### SUPPLIED PASSAGE

Anthropology of Inscriptions: Memory and Cultural Heritage in the Public Sphere

Up to the present day, inscriptions are omnipresent in Nepal’s religious and public life. Written artefacts in Sanskrit, Newari and Nepali language recording grants, donations or the establishment of trusts are found on temples, shrines, wells and rest houses alike. Due to the rapid urbanization, infrastructure development and/or natural disasters many inscriptions are currently highly endangered.

The Project "Anthropology of Inscriptions: Memory and Cultural Heritage in the Public Sphere” which is funded by the Flagship Initiative “Transforming Cultural Heritage” of Heidelberg University aims at investigating the crucial role that inscriptions, graffiti and other publicly displayed media of written communication have played for the construction of spaces, identities, collective memory and values in the Kathmandu Valley. A selected corpus of inscriptions will be documented, edited and published in digital form in close collaboration with the Nepal Heritage Documentation Project (NHDP) and the Research Unit “Documents on the History of Religion and Law of Premodern Nepal” (HAdW). By drawing on methods from Visual Anthropology and Philology, the inscriptions will be studied from an interdisciplinary and transtemporal perspective: as images and texts; as sediments of past meaning and sites of contemporary struggles; as historical objects embedded in monument sites, but also as literate practices through which ritual and festive activities are connected to heritage scapes.

For more information, please see the inaugural issue of CATSarena, the newsletter of the Centre for Asian and Transcultural Studies (CATS), page 77.

### ACTIVITY
Answer these questions from the text on inscriptions in Nepal:
(a) In which languages are the written artefacts on temples, shrines, wells and rest houses found?
(b) Which initiative funds the project?
(c) On which page of the inaugural issue of CATSarena can more information be found?

Segmentation mask data
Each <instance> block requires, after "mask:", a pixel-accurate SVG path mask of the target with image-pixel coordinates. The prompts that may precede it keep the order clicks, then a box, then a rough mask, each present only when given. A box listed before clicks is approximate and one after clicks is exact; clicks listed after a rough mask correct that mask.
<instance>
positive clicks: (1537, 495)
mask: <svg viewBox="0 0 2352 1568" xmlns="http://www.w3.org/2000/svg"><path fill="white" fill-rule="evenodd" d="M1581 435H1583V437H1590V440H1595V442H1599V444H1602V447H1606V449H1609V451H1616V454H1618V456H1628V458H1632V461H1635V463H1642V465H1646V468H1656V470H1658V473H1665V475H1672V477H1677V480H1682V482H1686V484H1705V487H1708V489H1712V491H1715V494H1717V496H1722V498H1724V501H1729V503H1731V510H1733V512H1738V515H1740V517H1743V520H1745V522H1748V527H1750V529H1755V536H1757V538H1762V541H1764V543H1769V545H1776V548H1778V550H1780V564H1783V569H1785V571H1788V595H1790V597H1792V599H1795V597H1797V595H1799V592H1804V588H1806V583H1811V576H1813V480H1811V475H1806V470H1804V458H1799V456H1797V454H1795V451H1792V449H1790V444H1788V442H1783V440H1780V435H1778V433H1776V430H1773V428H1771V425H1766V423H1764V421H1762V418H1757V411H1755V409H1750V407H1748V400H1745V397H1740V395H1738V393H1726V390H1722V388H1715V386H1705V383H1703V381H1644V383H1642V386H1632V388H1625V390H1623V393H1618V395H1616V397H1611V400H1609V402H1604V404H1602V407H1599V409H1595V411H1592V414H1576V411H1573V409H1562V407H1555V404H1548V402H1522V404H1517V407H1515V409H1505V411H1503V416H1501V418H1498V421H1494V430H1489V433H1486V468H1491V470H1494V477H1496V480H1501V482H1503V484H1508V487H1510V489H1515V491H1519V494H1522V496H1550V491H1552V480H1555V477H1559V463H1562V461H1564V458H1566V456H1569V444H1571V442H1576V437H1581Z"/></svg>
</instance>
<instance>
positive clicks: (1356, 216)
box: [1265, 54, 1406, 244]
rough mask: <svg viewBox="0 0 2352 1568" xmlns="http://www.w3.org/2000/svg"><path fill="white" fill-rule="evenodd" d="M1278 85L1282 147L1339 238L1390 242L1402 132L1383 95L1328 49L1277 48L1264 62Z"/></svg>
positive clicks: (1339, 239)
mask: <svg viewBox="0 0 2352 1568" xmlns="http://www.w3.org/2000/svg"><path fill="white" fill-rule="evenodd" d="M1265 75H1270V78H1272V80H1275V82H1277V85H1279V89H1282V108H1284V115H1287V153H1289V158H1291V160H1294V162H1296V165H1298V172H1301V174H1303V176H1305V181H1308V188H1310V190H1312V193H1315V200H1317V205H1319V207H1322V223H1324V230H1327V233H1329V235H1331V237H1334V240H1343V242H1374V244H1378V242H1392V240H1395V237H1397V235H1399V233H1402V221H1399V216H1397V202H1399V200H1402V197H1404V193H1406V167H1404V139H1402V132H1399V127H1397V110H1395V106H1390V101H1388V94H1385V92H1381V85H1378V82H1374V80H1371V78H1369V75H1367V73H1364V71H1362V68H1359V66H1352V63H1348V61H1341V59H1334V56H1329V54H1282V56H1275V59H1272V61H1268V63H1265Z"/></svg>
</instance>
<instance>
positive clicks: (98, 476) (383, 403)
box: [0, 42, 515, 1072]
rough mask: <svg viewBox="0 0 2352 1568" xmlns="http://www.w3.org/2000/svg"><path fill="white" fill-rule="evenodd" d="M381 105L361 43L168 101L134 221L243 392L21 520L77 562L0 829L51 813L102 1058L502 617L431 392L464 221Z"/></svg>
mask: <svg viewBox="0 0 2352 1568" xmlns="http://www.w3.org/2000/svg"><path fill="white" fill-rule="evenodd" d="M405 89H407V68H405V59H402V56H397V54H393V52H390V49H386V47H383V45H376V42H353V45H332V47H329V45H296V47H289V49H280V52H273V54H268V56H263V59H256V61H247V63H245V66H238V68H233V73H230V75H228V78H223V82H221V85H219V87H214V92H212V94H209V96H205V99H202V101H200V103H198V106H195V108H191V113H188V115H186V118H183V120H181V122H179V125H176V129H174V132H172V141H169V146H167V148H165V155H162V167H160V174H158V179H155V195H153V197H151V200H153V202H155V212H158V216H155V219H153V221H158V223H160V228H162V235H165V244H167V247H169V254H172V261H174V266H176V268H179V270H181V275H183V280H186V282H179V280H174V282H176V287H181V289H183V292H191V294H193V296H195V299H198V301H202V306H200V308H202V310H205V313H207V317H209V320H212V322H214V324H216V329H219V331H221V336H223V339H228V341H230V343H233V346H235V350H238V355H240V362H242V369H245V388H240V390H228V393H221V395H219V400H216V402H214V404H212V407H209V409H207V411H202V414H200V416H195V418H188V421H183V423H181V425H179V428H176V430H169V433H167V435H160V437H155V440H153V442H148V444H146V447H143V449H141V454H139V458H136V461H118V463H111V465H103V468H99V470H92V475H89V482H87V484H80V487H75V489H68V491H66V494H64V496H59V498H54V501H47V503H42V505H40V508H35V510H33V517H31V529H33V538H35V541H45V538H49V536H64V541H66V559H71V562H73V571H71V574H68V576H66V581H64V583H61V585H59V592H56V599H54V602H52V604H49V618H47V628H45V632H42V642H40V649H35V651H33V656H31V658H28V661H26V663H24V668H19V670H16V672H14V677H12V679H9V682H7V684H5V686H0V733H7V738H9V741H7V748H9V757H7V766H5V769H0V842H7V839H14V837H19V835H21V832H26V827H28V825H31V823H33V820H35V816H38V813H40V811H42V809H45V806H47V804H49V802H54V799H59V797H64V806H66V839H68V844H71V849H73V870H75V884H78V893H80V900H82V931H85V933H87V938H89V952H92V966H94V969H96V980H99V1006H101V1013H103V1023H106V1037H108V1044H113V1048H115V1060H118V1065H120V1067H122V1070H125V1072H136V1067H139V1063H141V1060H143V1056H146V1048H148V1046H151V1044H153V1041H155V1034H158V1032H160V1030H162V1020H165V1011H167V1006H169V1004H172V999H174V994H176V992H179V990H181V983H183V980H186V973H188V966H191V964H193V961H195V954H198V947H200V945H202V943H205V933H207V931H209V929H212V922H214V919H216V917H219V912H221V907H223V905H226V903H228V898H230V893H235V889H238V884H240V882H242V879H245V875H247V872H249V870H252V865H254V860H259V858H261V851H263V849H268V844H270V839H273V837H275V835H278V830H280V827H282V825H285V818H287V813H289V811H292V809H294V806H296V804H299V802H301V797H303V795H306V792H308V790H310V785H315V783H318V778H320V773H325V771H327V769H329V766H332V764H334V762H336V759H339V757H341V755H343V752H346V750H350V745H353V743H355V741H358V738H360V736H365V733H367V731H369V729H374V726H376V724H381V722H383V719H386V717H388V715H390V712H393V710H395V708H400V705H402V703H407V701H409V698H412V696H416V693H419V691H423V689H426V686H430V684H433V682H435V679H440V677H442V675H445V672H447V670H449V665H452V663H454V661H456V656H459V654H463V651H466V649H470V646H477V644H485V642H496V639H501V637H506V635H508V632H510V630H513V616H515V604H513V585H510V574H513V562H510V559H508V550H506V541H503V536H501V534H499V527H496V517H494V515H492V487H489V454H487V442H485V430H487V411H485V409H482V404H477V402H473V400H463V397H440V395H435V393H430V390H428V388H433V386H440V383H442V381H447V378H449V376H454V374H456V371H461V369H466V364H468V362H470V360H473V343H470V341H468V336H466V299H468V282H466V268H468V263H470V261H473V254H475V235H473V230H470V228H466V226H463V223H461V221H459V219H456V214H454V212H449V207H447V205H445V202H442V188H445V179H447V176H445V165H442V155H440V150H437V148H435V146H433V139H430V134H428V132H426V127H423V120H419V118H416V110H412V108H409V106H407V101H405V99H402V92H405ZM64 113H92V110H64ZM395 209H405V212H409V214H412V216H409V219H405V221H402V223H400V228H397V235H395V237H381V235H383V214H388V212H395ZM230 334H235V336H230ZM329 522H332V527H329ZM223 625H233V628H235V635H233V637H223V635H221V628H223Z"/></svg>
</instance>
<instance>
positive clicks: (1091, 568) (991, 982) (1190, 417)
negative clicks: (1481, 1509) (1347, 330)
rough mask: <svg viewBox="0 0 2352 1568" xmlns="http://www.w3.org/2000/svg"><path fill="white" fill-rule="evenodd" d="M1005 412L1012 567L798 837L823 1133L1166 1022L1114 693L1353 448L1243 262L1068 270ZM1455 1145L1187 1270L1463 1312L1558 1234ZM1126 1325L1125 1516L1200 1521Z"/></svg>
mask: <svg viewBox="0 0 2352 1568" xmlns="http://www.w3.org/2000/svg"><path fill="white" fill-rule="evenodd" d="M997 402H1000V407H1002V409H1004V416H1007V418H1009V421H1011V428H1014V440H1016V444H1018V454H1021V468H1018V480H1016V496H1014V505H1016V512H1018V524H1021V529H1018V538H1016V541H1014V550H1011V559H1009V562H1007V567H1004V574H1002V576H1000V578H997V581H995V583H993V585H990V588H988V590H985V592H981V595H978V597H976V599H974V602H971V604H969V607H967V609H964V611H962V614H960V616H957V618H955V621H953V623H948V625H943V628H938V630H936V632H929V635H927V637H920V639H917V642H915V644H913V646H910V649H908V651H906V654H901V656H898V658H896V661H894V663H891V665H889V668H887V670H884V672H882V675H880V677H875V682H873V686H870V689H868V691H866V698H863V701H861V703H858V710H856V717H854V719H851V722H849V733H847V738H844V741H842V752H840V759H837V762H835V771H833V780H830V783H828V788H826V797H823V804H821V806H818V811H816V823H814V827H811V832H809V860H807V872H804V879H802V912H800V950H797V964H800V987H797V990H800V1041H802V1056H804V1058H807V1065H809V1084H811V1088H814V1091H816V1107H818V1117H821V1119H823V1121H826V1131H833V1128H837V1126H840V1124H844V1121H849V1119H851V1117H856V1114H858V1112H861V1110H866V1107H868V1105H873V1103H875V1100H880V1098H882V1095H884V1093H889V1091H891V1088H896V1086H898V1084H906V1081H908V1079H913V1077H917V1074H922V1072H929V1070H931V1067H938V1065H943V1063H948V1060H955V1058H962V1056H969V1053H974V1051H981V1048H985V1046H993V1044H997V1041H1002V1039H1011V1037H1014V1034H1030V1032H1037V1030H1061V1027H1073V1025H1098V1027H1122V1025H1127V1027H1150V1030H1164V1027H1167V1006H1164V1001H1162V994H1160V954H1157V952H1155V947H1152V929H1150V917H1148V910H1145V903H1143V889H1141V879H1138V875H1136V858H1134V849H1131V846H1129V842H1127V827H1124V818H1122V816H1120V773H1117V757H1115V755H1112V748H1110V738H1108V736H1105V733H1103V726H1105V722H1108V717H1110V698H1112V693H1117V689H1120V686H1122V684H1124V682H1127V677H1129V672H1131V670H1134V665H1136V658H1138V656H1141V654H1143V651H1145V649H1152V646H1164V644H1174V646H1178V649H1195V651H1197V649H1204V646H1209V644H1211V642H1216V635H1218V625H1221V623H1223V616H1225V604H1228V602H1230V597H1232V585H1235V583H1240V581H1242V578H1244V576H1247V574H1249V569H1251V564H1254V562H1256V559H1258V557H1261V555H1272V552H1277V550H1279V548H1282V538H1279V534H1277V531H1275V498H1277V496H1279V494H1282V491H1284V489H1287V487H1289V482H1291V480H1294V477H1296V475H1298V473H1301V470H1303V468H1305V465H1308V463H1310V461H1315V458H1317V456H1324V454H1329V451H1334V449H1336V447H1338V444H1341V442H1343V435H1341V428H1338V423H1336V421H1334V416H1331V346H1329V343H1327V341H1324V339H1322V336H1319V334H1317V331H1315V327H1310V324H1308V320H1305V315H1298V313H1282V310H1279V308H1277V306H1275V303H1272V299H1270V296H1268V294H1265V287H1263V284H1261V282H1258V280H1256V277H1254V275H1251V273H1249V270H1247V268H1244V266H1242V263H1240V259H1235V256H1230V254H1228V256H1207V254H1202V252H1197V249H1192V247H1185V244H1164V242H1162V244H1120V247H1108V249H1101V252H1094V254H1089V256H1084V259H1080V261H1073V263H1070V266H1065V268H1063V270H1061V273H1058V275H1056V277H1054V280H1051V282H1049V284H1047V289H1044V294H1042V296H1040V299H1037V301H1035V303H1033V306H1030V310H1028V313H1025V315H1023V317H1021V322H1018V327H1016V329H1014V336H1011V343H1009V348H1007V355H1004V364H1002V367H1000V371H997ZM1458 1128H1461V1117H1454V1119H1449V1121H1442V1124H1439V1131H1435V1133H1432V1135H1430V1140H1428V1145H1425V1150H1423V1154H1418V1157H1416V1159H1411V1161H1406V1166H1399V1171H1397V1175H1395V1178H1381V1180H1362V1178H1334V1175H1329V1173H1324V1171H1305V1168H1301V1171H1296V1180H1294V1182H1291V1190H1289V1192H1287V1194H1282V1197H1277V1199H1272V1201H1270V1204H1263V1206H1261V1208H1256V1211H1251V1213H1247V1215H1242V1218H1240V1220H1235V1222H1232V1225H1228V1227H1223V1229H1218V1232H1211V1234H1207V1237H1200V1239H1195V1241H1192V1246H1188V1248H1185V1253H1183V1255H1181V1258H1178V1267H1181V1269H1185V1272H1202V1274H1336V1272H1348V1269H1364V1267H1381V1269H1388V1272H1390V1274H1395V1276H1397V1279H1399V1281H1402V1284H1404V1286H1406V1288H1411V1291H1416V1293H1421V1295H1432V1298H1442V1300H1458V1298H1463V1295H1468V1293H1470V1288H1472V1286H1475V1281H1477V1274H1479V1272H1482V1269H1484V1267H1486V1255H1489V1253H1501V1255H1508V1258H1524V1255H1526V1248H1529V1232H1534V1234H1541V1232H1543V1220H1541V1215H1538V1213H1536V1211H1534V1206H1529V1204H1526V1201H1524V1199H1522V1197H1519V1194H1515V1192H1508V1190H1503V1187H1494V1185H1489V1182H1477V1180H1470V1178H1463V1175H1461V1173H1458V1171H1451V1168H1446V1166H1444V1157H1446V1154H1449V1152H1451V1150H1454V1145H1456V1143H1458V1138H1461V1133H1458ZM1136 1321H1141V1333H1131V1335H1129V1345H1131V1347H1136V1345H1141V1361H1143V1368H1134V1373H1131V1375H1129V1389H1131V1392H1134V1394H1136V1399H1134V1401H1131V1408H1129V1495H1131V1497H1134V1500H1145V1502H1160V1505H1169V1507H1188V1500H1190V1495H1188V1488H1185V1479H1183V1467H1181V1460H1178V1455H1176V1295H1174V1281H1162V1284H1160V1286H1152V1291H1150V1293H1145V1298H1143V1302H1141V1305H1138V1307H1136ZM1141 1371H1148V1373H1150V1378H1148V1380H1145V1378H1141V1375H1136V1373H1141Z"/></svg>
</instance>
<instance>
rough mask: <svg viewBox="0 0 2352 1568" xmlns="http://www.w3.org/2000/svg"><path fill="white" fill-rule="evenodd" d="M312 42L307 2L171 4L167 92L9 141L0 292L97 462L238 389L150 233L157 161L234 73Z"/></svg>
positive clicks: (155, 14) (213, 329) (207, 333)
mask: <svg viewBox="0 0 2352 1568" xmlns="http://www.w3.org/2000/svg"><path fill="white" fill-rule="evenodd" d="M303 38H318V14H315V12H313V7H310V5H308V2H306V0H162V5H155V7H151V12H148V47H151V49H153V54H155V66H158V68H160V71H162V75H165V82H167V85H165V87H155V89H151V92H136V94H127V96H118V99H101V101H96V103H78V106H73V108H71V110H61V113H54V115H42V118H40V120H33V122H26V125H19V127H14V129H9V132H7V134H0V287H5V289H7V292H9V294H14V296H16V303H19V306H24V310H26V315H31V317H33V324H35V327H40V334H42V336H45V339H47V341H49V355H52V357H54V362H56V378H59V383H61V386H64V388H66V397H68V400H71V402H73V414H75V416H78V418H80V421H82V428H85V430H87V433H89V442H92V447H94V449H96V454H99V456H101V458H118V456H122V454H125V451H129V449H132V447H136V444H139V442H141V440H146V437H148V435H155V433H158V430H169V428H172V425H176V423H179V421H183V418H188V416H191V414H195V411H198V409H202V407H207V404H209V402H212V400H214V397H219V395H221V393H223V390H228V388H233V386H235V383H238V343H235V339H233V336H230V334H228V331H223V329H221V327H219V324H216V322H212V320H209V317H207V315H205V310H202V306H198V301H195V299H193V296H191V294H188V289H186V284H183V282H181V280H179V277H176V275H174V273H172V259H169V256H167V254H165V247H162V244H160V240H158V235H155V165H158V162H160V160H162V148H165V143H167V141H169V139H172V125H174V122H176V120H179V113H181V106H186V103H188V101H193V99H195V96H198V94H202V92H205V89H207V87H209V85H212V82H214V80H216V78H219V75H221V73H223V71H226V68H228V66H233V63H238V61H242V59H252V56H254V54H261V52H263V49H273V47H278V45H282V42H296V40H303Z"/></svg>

### SOLUTION BELOW
(a) Sanskrit, Newari and Nepali.
(b) The Flagship Initiative "Transforming Cultural Heritage" of Heidelberg University.
(c) Page 77.